(Beginning of Supplied data)

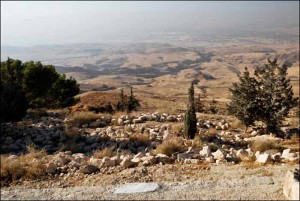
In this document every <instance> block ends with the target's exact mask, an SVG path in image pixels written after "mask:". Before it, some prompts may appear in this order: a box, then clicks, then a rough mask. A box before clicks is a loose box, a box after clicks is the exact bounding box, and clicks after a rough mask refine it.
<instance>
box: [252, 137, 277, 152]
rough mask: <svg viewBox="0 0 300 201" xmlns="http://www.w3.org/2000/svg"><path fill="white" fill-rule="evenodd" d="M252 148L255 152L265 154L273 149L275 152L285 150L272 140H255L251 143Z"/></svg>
mask: <svg viewBox="0 0 300 201" xmlns="http://www.w3.org/2000/svg"><path fill="white" fill-rule="evenodd" d="M250 146H251V150H252V151H253V152H256V151H260V152H264V151H266V150H271V149H275V150H281V149H283V147H281V146H280V145H278V144H276V143H275V142H274V141H270V140H255V141H253V142H251V144H250Z"/></svg>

(End of Supplied data)

■ Job item:
Reproduce the data above word for word, leaving out the picture.

■ Output of the exercise:
In this document every <instance> block ends with the target's exact mask, an SVG path in image pixels written after "mask:". Before it, some prompts may appear in this order: a box, then clicks, then a rough mask. A box before clicks is a loose box, a box after clicks is the exact bounding box, and clicks after a rough mask refine it.
<instance>
box: [252, 137, 277, 152]
rough mask: <svg viewBox="0 0 300 201" xmlns="http://www.w3.org/2000/svg"><path fill="white" fill-rule="evenodd" d="M252 148L255 152L265 154L273 149L275 152L285 150L272 140H255L251 143Z"/></svg>
mask: <svg viewBox="0 0 300 201" xmlns="http://www.w3.org/2000/svg"><path fill="white" fill-rule="evenodd" d="M250 146H251V150H252V151H253V152H256V151H260V152H264V151H266V150H271V149H275V150H281V149H283V147H281V146H280V145H278V144H276V143H275V142H274V141H270V140H255V141H253V142H251V144H250Z"/></svg>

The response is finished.